Search the records for lines that contain the word "below". Copy them all.

[Start of Attachment]

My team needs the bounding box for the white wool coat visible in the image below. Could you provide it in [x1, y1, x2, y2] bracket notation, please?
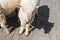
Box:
[0, 0, 20, 16]
[18, 0, 39, 25]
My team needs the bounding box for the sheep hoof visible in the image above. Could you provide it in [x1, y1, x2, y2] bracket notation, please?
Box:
[6, 30, 10, 35]
[19, 26, 25, 35]
[25, 31, 29, 36]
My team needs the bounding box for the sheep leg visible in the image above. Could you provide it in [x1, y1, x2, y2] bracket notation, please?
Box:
[18, 7, 26, 35]
[0, 14, 10, 34]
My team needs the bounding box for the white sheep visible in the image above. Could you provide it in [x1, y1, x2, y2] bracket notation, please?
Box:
[18, 0, 39, 36]
[0, 0, 20, 34]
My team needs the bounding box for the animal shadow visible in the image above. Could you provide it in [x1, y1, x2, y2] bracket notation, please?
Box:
[6, 10, 20, 33]
[31, 5, 54, 34]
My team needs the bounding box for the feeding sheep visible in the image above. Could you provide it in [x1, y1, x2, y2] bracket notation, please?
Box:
[18, 0, 39, 36]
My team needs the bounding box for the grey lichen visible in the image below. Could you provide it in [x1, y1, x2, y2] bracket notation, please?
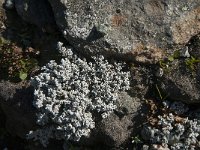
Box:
[141, 101, 200, 150]
[27, 42, 130, 146]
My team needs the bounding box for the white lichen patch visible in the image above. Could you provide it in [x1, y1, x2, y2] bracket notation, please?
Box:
[142, 101, 200, 150]
[27, 42, 130, 146]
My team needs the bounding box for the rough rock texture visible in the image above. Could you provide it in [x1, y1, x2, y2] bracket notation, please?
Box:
[188, 34, 200, 58]
[11, 0, 199, 63]
[2, 0, 200, 149]
[76, 92, 146, 148]
[98, 95, 143, 147]
[157, 59, 200, 103]
[0, 81, 36, 138]
[171, 6, 200, 45]
[156, 34, 200, 103]
[47, 0, 200, 63]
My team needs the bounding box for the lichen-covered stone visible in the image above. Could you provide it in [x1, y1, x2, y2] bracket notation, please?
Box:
[13, 0, 200, 63]
[28, 42, 130, 146]
[171, 6, 200, 44]
[142, 114, 200, 149]
[47, 0, 200, 63]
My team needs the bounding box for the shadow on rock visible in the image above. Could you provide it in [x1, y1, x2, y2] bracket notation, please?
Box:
[0, 81, 36, 138]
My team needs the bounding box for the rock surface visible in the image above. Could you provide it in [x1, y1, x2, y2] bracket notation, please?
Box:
[47, 0, 200, 63]
[157, 34, 200, 103]
[171, 6, 200, 45]
[10, 0, 199, 63]
[0, 81, 36, 138]
[15, 0, 57, 33]
[157, 60, 200, 103]
[98, 93, 143, 147]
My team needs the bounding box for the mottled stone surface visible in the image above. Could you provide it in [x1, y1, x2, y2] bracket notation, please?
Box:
[171, 6, 200, 44]
[98, 93, 142, 147]
[47, 0, 200, 63]
[11, 0, 200, 63]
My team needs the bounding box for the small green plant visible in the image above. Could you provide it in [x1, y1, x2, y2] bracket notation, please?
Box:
[160, 49, 200, 74]
[159, 60, 168, 68]
[131, 135, 143, 144]
[159, 50, 180, 73]
[185, 56, 200, 71]
[167, 50, 180, 62]
[0, 37, 10, 46]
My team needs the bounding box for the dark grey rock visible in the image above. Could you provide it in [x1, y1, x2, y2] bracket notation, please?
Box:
[153, 34, 200, 104]
[187, 34, 200, 58]
[157, 58, 200, 103]
[98, 93, 142, 147]
[14, 0, 57, 33]
[0, 81, 36, 138]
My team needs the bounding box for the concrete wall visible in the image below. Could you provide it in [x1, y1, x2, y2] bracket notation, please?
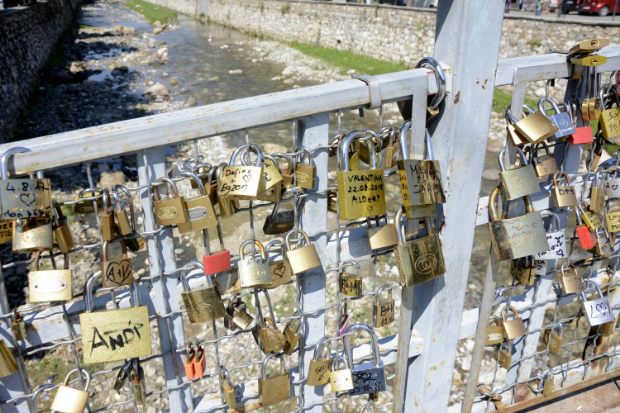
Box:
[0, 0, 79, 142]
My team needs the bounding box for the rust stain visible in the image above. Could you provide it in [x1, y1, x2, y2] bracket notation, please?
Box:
[454, 91, 461, 104]
[476, 79, 480, 84]
[482, 85, 486, 90]
[484, 79, 489, 84]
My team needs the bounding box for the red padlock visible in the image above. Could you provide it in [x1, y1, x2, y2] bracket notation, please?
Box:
[569, 127, 594, 145]
[184, 342, 195, 380]
[193, 343, 206, 379]
[576, 205, 597, 250]
[203, 225, 231, 275]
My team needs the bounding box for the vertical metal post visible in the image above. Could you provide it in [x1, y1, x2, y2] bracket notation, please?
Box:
[398, 1, 506, 411]
[614, 0, 619, 20]
[137, 148, 193, 413]
[298, 114, 329, 413]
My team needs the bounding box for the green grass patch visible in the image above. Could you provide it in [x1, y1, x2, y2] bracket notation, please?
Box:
[492, 88, 539, 115]
[288, 41, 407, 76]
[125, 0, 177, 25]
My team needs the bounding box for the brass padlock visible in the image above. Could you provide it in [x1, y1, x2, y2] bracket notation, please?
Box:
[29, 251, 73, 302]
[384, 126, 399, 168]
[569, 38, 609, 57]
[218, 145, 264, 200]
[542, 323, 564, 354]
[295, 147, 316, 191]
[511, 256, 536, 286]
[282, 312, 303, 356]
[12, 310, 26, 341]
[12, 217, 53, 253]
[485, 316, 504, 346]
[50, 369, 90, 413]
[253, 288, 286, 354]
[0, 219, 12, 244]
[505, 105, 527, 147]
[553, 171, 577, 208]
[512, 105, 559, 145]
[498, 147, 541, 200]
[598, 85, 620, 141]
[74, 188, 103, 214]
[579, 202, 602, 231]
[177, 172, 218, 234]
[214, 164, 239, 219]
[355, 127, 387, 164]
[593, 227, 614, 257]
[560, 263, 584, 295]
[487, 185, 549, 261]
[113, 185, 144, 253]
[366, 215, 398, 250]
[224, 292, 254, 331]
[592, 317, 617, 336]
[190, 161, 211, 190]
[131, 358, 146, 406]
[221, 366, 238, 409]
[393, 207, 446, 287]
[101, 240, 133, 288]
[495, 341, 512, 370]
[339, 260, 362, 298]
[0, 148, 52, 219]
[285, 230, 322, 275]
[272, 153, 295, 190]
[605, 193, 620, 232]
[330, 355, 354, 392]
[590, 171, 606, 212]
[542, 374, 554, 396]
[258, 353, 290, 407]
[265, 240, 293, 289]
[153, 177, 189, 226]
[405, 203, 437, 219]
[527, 141, 559, 177]
[100, 189, 116, 242]
[337, 131, 386, 219]
[327, 188, 338, 214]
[238, 240, 271, 288]
[180, 261, 226, 323]
[204, 166, 219, 207]
[0, 340, 17, 378]
[307, 336, 331, 386]
[110, 188, 132, 236]
[256, 153, 284, 202]
[52, 202, 73, 254]
[501, 306, 527, 341]
[397, 125, 446, 206]
[373, 285, 395, 328]
[79, 276, 152, 364]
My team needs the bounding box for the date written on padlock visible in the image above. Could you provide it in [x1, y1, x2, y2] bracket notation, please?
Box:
[0, 179, 52, 219]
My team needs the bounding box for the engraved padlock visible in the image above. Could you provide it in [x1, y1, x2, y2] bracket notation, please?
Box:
[214, 163, 239, 218]
[535, 211, 567, 260]
[343, 324, 386, 398]
[218, 145, 264, 200]
[50, 369, 90, 413]
[606, 166, 620, 198]
[12, 216, 53, 253]
[180, 261, 226, 323]
[366, 215, 398, 250]
[265, 240, 293, 289]
[373, 284, 395, 328]
[177, 172, 218, 234]
[560, 263, 584, 295]
[527, 141, 559, 177]
[498, 147, 541, 200]
[598, 84, 620, 141]
[153, 177, 189, 226]
[241, 147, 282, 202]
[581, 280, 615, 326]
[101, 240, 133, 288]
[501, 305, 527, 341]
[285, 230, 322, 275]
[295, 146, 316, 191]
[339, 260, 362, 298]
[258, 353, 290, 407]
[307, 336, 332, 386]
[29, 251, 73, 302]
[238, 240, 271, 288]
[606, 190, 620, 233]
[538, 97, 577, 140]
[553, 171, 577, 208]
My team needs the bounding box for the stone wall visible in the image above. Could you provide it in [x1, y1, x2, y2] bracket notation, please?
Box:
[0, 0, 79, 142]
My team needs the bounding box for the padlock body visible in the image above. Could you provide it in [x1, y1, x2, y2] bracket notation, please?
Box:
[561, 274, 584, 294]
[349, 366, 386, 397]
[394, 234, 446, 287]
[366, 224, 398, 250]
[268, 259, 292, 288]
[258, 326, 286, 354]
[330, 368, 354, 392]
[232, 309, 254, 330]
[532, 154, 559, 177]
[193, 350, 206, 378]
[513, 111, 559, 144]
[337, 169, 386, 220]
[259, 372, 290, 407]
[50, 385, 89, 413]
[263, 211, 295, 235]
[596, 234, 614, 257]
[569, 126, 593, 145]
[485, 325, 504, 346]
[100, 211, 116, 241]
[0, 178, 52, 219]
[184, 353, 195, 380]
[590, 187, 605, 211]
[405, 204, 437, 219]
[114, 210, 132, 236]
[307, 358, 331, 386]
[79, 306, 152, 364]
[511, 260, 535, 286]
[339, 274, 362, 297]
[499, 164, 541, 200]
[542, 329, 563, 354]
[550, 112, 577, 139]
[54, 218, 74, 254]
[238, 257, 271, 288]
[583, 297, 615, 326]
[204, 250, 231, 275]
[599, 107, 620, 140]
[503, 318, 527, 340]
[132, 367, 146, 406]
[0, 220, 11, 244]
[535, 230, 567, 260]
[592, 319, 616, 336]
[101, 258, 133, 288]
[398, 159, 446, 206]
[153, 196, 189, 226]
[576, 224, 597, 250]
[488, 212, 549, 261]
[182, 286, 226, 323]
[218, 197, 238, 219]
[498, 349, 512, 369]
[581, 211, 602, 231]
[507, 124, 526, 147]
[218, 165, 263, 200]
[256, 180, 281, 203]
[12, 218, 53, 253]
[543, 376, 554, 396]
[259, 160, 284, 193]
[0, 340, 17, 378]
[177, 195, 218, 234]
[607, 178, 620, 198]
[288, 245, 321, 274]
[296, 163, 316, 190]
[29, 269, 72, 302]
[74, 191, 103, 214]
[373, 299, 395, 328]
[222, 384, 237, 408]
[553, 185, 577, 208]
[282, 325, 300, 356]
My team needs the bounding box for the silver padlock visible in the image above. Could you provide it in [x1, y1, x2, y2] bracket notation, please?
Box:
[535, 211, 566, 260]
[344, 324, 386, 397]
[581, 280, 615, 326]
[538, 97, 576, 140]
[606, 166, 620, 198]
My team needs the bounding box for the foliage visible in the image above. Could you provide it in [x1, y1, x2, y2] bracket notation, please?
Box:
[125, 0, 177, 24]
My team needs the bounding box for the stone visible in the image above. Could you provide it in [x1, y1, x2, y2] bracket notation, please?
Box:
[460, 357, 471, 371]
[145, 83, 170, 96]
[152, 27, 164, 35]
[158, 47, 168, 56]
[153, 21, 162, 26]
[228, 69, 243, 74]
[69, 61, 87, 73]
[187, 97, 197, 107]
[111, 66, 129, 76]
[263, 143, 287, 154]
[98, 171, 126, 188]
[208, 76, 220, 81]
[168, 79, 178, 86]
[121, 26, 136, 36]
[535, 88, 546, 97]
[346, 69, 356, 74]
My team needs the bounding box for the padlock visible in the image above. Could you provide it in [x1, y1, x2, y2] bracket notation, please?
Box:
[511, 256, 536, 286]
[180, 261, 226, 323]
[100, 189, 116, 242]
[253, 288, 286, 354]
[538, 97, 576, 140]
[598, 85, 620, 141]
[355, 128, 386, 165]
[587, 134, 604, 172]
[384, 126, 399, 168]
[131, 358, 146, 406]
[272, 153, 296, 190]
[79, 275, 152, 364]
[366, 215, 398, 250]
[511, 105, 559, 145]
[204, 166, 219, 207]
[505, 105, 528, 147]
[12, 310, 26, 341]
[219, 145, 264, 200]
[498, 147, 541, 200]
[542, 323, 564, 354]
[110, 189, 132, 236]
[397, 125, 446, 206]
[344, 324, 386, 397]
[487, 185, 549, 261]
[238, 240, 271, 288]
[74, 188, 103, 214]
[327, 188, 338, 214]
[241, 149, 282, 202]
[184, 341, 195, 380]
[494, 341, 513, 370]
[50, 369, 90, 413]
[337, 131, 386, 219]
[582, 280, 615, 326]
[0, 340, 17, 378]
[295, 147, 316, 191]
[203, 222, 231, 276]
[263, 190, 298, 235]
[542, 373, 555, 397]
[330, 355, 354, 392]
[405, 203, 437, 220]
[12, 216, 53, 253]
[177, 172, 218, 234]
[307, 336, 332, 386]
[258, 353, 291, 407]
[393, 206, 446, 287]
[579, 201, 602, 231]
[221, 366, 238, 409]
[339, 260, 362, 298]
[224, 292, 254, 331]
[29, 251, 72, 302]
[0, 219, 11, 244]
[606, 192, 620, 232]
[265, 240, 293, 289]
[569, 38, 609, 57]
[114, 359, 132, 391]
[190, 161, 211, 190]
[527, 141, 559, 177]
[576, 203, 598, 250]
[114, 185, 144, 253]
[215, 163, 240, 218]
[153, 177, 189, 226]
[593, 226, 614, 257]
[501, 305, 527, 340]
[282, 311, 303, 356]
[0, 148, 52, 219]
[590, 171, 606, 212]
[485, 316, 504, 346]
[535, 211, 567, 260]
[101, 240, 133, 288]
[285, 230, 322, 275]
[592, 316, 617, 336]
[193, 342, 206, 378]
[565, 97, 594, 145]
[553, 171, 577, 208]
[52, 202, 73, 254]
[373, 285, 395, 328]
[339, 301, 350, 337]
[606, 166, 620, 198]
[168, 155, 204, 180]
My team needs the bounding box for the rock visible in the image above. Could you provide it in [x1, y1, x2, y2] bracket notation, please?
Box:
[263, 143, 287, 154]
[121, 26, 136, 36]
[145, 83, 170, 96]
[152, 27, 164, 35]
[187, 97, 197, 107]
[153, 21, 162, 26]
[228, 69, 243, 74]
[112, 66, 129, 76]
[158, 47, 168, 56]
[482, 169, 500, 181]
[346, 69, 356, 75]
[168, 79, 178, 86]
[108, 64, 116, 71]
[69, 61, 87, 73]
[98, 171, 126, 188]
[208, 76, 220, 81]
[461, 357, 471, 371]
[535, 88, 546, 97]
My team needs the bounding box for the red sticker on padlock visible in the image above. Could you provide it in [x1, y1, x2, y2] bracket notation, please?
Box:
[203, 250, 231, 275]
[570, 127, 594, 145]
[576, 226, 597, 250]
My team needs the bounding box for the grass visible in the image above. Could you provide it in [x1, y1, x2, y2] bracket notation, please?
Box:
[125, 0, 177, 24]
[492, 88, 539, 115]
[280, 1, 290, 14]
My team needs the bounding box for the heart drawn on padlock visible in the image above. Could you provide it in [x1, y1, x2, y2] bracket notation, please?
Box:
[243, 174, 252, 183]
[273, 265, 287, 278]
[105, 259, 132, 286]
[20, 193, 36, 207]
[367, 206, 374, 213]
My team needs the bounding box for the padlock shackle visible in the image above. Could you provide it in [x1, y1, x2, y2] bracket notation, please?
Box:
[537, 97, 561, 115]
[102, 239, 129, 262]
[102, 188, 111, 215]
[256, 287, 278, 328]
[33, 251, 69, 271]
[399, 121, 411, 161]
[183, 260, 212, 288]
[581, 280, 605, 302]
[341, 259, 360, 277]
[84, 271, 140, 312]
[0, 147, 31, 180]
[153, 177, 181, 201]
[540, 210, 561, 233]
[230, 144, 264, 167]
[78, 187, 103, 200]
[114, 185, 137, 233]
[220, 365, 233, 388]
[394, 206, 406, 244]
[340, 130, 377, 171]
[313, 336, 332, 359]
[360, 402, 379, 413]
[296, 146, 315, 166]
[285, 229, 311, 252]
[505, 105, 518, 125]
[239, 240, 267, 260]
[272, 153, 295, 175]
[498, 147, 529, 172]
[415, 57, 446, 109]
[374, 284, 392, 306]
[261, 352, 286, 380]
[343, 323, 381, 368]
[178, 172, 207, 197]
[501, 305, 520, 322]
[330, 354, 351, 371]
[64, 368, 91, 390]
[553, 171, 572, 188]
[265, 239, 287, 259]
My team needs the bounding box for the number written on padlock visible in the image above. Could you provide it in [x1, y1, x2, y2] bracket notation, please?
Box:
[0, 179, 52, 219]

[End of Attachment]

* EXERCISE OUTPUT
My team needs the bounding box for the white wool coat visible in the image below. Could you provide it in [x1, y1, x2, y2] bracket notation, please?
My team needs the bounding box for the grey lichen visible in the image below. Could you provide it in [x1, y1, x2, y2] bracket notation, please?
My team needs the bounding box for the concrete wall visible in the image below. Could you provide it in [x1, y1, x2, y2] bracket notation, please?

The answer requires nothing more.